Problem requirements: Gather every line of the rows below that contains the word "wheel", and list those lines in their original order.

-- START Stored data --

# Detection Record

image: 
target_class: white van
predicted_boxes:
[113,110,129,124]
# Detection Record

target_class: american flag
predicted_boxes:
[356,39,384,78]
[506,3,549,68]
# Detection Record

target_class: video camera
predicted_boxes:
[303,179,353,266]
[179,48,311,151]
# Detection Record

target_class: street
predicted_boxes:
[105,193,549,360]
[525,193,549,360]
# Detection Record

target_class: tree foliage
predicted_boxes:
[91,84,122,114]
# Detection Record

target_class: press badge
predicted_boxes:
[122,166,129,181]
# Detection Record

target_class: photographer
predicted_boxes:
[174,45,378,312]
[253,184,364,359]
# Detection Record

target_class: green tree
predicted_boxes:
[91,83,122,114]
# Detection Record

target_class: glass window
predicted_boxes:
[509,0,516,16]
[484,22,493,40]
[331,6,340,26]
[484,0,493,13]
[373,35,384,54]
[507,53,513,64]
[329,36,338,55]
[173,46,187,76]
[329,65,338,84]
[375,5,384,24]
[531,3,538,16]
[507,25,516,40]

-- END Stored data --
-- START Stored data --

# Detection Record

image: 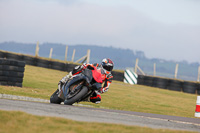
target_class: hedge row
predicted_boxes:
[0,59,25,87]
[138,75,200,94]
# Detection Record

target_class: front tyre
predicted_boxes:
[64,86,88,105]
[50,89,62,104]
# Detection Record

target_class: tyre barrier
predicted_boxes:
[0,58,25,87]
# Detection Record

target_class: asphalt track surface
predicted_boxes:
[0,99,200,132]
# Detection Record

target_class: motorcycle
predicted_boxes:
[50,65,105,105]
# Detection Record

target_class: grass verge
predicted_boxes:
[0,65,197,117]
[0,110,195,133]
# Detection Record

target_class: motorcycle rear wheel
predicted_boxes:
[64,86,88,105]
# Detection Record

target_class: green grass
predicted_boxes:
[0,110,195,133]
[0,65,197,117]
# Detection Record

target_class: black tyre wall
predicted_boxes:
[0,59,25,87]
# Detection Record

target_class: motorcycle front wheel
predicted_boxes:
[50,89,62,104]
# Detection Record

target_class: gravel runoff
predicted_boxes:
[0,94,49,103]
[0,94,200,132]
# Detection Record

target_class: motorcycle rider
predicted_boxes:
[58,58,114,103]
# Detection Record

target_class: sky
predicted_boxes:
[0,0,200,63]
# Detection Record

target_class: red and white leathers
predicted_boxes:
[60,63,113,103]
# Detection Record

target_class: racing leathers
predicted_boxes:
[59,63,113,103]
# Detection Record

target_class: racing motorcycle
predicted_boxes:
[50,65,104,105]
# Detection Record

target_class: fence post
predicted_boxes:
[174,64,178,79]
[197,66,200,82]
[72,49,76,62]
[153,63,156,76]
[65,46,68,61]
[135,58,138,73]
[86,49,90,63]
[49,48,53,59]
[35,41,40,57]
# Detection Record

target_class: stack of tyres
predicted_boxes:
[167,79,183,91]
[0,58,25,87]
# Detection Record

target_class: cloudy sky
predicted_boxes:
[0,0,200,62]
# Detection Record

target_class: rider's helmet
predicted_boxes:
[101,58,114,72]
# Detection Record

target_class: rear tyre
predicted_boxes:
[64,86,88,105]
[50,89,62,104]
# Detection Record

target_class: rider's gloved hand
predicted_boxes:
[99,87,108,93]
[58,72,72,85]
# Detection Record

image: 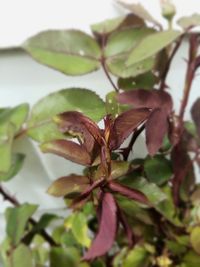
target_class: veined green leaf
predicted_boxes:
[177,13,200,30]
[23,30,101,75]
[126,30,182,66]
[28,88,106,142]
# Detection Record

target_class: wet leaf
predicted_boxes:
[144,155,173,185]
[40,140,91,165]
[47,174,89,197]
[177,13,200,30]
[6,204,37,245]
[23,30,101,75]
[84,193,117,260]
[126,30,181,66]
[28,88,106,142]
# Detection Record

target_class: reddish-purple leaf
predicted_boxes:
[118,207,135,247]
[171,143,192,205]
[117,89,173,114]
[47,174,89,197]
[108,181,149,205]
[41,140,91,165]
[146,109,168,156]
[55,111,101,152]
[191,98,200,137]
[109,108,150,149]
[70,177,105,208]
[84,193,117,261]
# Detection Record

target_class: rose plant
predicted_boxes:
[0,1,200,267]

-- END Stored data --

The output:
target_class: motorcycle rear wheel
target_class: motorcycle front wheel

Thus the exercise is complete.